Document excerpt:
= Beginning of Section =

Bumble Bees and Herschell Carousel at McCullough’s Kiddie Park, Coney Island, September 3, 2012. Photo © me-myself-i/Tricia Vita via flickr
A family who has operated amusements in Coney Island for four generations and is related to the Tilyous of Steeplechase Park is closing their last remaining business here. We’re sad to report the news that McCullough’s Kiddie Park, which has been on 12th Street at the Bowery in Coney Island since the 1960s is closing this month. “Unfortunately we weren’t able to come to an agreement on extending the lease. Technically today is the last day,” Carol McCullough told ATZ on Labor Day, “but we might stay open another weekend or two or three, depending on the weather.” The lease with property owner Thor Equities leaves them until the end of the year to move the rides off the property.
“Jimmy McCullough and the McCullough family would like to thank our customers for generations and decades, and all of our business associates in Coney Island,” said Carol McCullough, whose father Jimmy is the oldest ride owner in Coney Island. The closing of McCullough’s marks yet another critical point in the exit of independent amusement operators in Coney Island. It started in 2007, with Thor’s eviction of Norman Kaufman’s Batting Range and Go Kart City and the Zipper and Spider rides documented in Amy Nicholson’s upcoming film “Zipper.”
Although McCullough’s Kiddie Park has operated on 12th Street for fifty years, the family’s history in Coney Island goes back much further. Four generations of McCulloughs have owned and operated amusement rides here. They are related to the Tilyou family of Steeplechase Park as well as to the Stubbmann family, whose Coney Island carousel became part of the one in Flushing Meadows.

More Rides at McCullough's Kiddie Park, Coney Island. May 15, 2009. Photo © me-myself-i/Tricia Vita via flickr
“My grandfather’s parents were James McCullough and Katherine Tilyou, who had eight children,’ said Carol, who along with her sister has worked in the family business for the past twenty-six years. The McCulloughs were also traveling showmen. They owned and operated such rides as one of the first Zippers ever manufactured, the Round-Up and the Skywheel, which they brought to Toronto’s CNE and booked into fairs as independent ride operators.
The park currently has ten kiddie rides: Bumblebees, Ferris Wheel, Carousel, Swings, Motorcycles, Yellow Submarine, Dizzy Dragons, Himalaya, Ladybug and Frog Hopper. Last year, McCullough’s had to be reconfigured and lost two rides after a sublease expired on an adjacent property also owned by Thor Equities.
In the 1950s, the McCullough family had Kiddielands at Surf Avenue and 15th Street and Surf Avenue and 8th Street next to the Cyclone. They also operated four historic carousels which remain in New York City’s parks. One of them was the 1912 carousel carved by Charles Carmel which was at 8th Street and is now the Prospect Park Carousel. The Stubbmann Carousel, known as the Steeplechase Carousel when the McCulloughs operated it at 16th Street and the Boardwalk, was sent to the New York World’s Fair in 1964 along with some horses from Feltman’s and still operates in Flushing Meadows Park. The third was the B&B Carousell, the last wooden carousel in Coney Island, which Jimmy McCullough sold to the City in 2005 after the death of his business partner Mike Salzstein. The restored carousel will reopen in Coney Island’s new Steeplechase Plaza next year. The fourth is the 1908 Stein and Goldstein Carousel in Central Park.

= End of Section =

Data extract:
= Beginning of Section =

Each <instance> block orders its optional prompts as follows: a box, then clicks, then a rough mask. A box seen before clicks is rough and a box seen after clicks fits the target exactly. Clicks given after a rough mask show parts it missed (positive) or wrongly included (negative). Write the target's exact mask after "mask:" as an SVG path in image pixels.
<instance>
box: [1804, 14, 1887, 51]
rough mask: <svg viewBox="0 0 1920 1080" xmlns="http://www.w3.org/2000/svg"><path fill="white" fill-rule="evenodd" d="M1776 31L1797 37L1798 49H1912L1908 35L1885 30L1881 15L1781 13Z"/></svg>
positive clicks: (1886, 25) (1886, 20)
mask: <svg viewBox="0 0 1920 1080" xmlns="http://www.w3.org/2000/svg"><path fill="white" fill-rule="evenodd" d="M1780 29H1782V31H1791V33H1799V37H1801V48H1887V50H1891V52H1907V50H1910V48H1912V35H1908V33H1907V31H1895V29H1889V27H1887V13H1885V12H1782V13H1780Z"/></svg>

= End of Section =

Job A: List the four historic carousels that the McCullough family operated, according to the article on the closing of McCullough's Kiddie Park.
Job B: Continue the article on the closing of McCullough's Kiddie Park from its last sentence.

Answer area A:
- The 1912 carousel carved by Charles Carmel, now the Prospect Park Carousel
- The Stubbmann Carousel, known as the Steeplechase Carousel, now in Flushing Meadows Park
- The B&B Carousell, the last wooden carousel in Coney Island
- The 1908 Stein and Goldstein Carousel in Central Park

Answer area B:
You can listen to Jimmy McCullough’s interview about learning the carousel business from his father, James McCullough, who began his career working on the Steeplechase and Stubbmann carousels, in the Coney Island History Project’s Oral History Archive.
“Many thanks to all! It’s been quite a ride, pun intended,” said Carol McCullough. “We wish everyone well who operates there and hope that Coney Island goes on for a great many years to come for people to enjoy.”
Related posts on ATZ…
November 23, 2012: Black Friday Shopping: Coney Island Kiddie Rides for Sale
July 26, 2012: Film Trailer: Zipper, Coney Island’s Last Wild Ride
June 14, 2011: Coney Island Kiddie Park Getting Squeezed by Thor Equities
March 3, 2010: Thor’s Coney Island: What Stillwell Looked Like Before Joe Sitt













This is very sad news indeed. Is there any chance for an 11th hour breakthrough, and a new lease? I certainly hope so..If not, my heart goes out to the McCullough family for their loss. I’d also say we owe them a debt of gratitude for the many, many years of joy they’ve given to so many, and for staying the course over so many years, keeping Coney Island alive.
Oh boy, here comes another vacant lot!
I’m sorry to see them go. I tip my hat to the McCulloughs, the Alberts, the Kaufmans, the Fitlins and all the other vanished or vanishing operators who carried the torch through the post-Steeplechase era.
Well said!
Another family business put to death by Thor. What happened to Joe Sitt to make him hate Coney Island so much that he’d want to destroy it piece by piece?
Bloomberg is what happened.
I used to love the same family’s batting cage operation that Thor Equities shut down a few years back. It was a vacant lot for years after that and has been a hodge podge of randomness since.
NYC needs to do SO MUCH MORE to preserve long-time RETAIL businesses that make a neighborhood what it is. In Paris, there is rent stabilization for RETAIL businesses, allowing them to remain after a neighborhood gentrifies. This is something that I’m sure most New Yorkers would agree with. We need laws in place that allow development of the city but PROTECTS long-term businesses from being priced out of the neighborhoods put in sweat equity and risk over years to organically develop.
Batting Cage & Go Kart City, which also included Bumper Boats and a Mini Golf Course on Stillwell Avenue was operated by Norman and Kenny Kaufman, another family with a long history in Coney Island
Take plenty of pictures and Videos, Long live Coney Island.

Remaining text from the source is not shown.